Reproduce the passage of the article on Bounce Back Loan fraud that begins with the words containing "City of London" and ends with "to £50,000 in loans.".

- **PAGE EXCERPT**:
Start of Block

City of London police commenced 50 per cent more investigation into fraud connected to the government’s Bounce Back Loan scheme (BBLs) in February than the prior month.
Police opened 26 such probes in February, up from 17 in January, international law firm RPC said. It opened a further 28 in March.
Back in October the National Audit Office (NAO) estimated that the taxpayer could lose up to £26bn on the BBL scheme, which sees small businesses given up to £50,000 in loans.
More than 1.5m businesses took out a loan before the scheme closed on 31 March 2021.
Due to increased risk of credit and fraud risk related tot the scheme, it has been estimated that between 35 and 60 per cent of lenders could default on the losses.
Sam Tate, partner and head of white collar crime at RPC says: “The authorities will want to accelerate the pace of investigations. Otherwise there is a high risk these assets will leave the country.”
“BBLs have been particularly attractive to fraudsters. Despite lenders blocking tens of thousands of applications believed to be fraudulent, many will have slipped through holes in the net, with the cost to the taxpayer estimated to be in the billions of pounds.”

End of Block

- **INFORMATION SUPPLIED**:
Start of Block

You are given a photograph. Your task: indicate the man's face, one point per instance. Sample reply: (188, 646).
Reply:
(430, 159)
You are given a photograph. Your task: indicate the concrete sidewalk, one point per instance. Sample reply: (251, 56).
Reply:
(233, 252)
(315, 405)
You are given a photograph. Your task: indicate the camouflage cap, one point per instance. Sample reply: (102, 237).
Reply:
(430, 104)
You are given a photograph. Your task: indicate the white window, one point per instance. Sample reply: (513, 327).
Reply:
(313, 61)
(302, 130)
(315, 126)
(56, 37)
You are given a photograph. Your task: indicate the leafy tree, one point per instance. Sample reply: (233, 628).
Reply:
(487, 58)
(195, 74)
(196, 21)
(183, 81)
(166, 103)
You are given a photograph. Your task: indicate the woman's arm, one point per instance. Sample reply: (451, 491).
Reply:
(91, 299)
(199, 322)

End of Block

- **EXPECTED ANSWER**:
City of London police commenced 50 per cent more investigation into fraud connected to the government’s Bounce Back Loan scheme (BBLs) in February than the prior month.
Police opened 26 such probes in February, up from 17 in January, international law firm RPC said. It opened a further 28 in March.
Back in October the National Audit Office (NAO) estimated that the taxpayer could lose up to £26bn on the BBL scheme, which sees small businesses given up to £50,000 in loans.